Which of the lines below mention the word "provide"? Pull each one out.

(Text-to-region grounding data)

------------------------------------

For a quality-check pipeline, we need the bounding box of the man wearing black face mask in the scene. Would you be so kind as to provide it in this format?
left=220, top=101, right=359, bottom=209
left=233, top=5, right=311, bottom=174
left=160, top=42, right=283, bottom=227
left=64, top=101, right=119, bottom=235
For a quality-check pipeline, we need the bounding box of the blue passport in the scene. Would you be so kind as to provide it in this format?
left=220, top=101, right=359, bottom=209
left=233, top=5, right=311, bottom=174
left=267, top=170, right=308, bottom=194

------------------------------------

◆ RESULT BELOW
For a quality-check pipeline, we need the bounding box of the man wearing black face mask in the scene. Would you be so kind as to provide it in this format?
For a quality-check pipeline, we need the bounding box of the blue passport in the scene. Would you be so kind as to provide it in this format?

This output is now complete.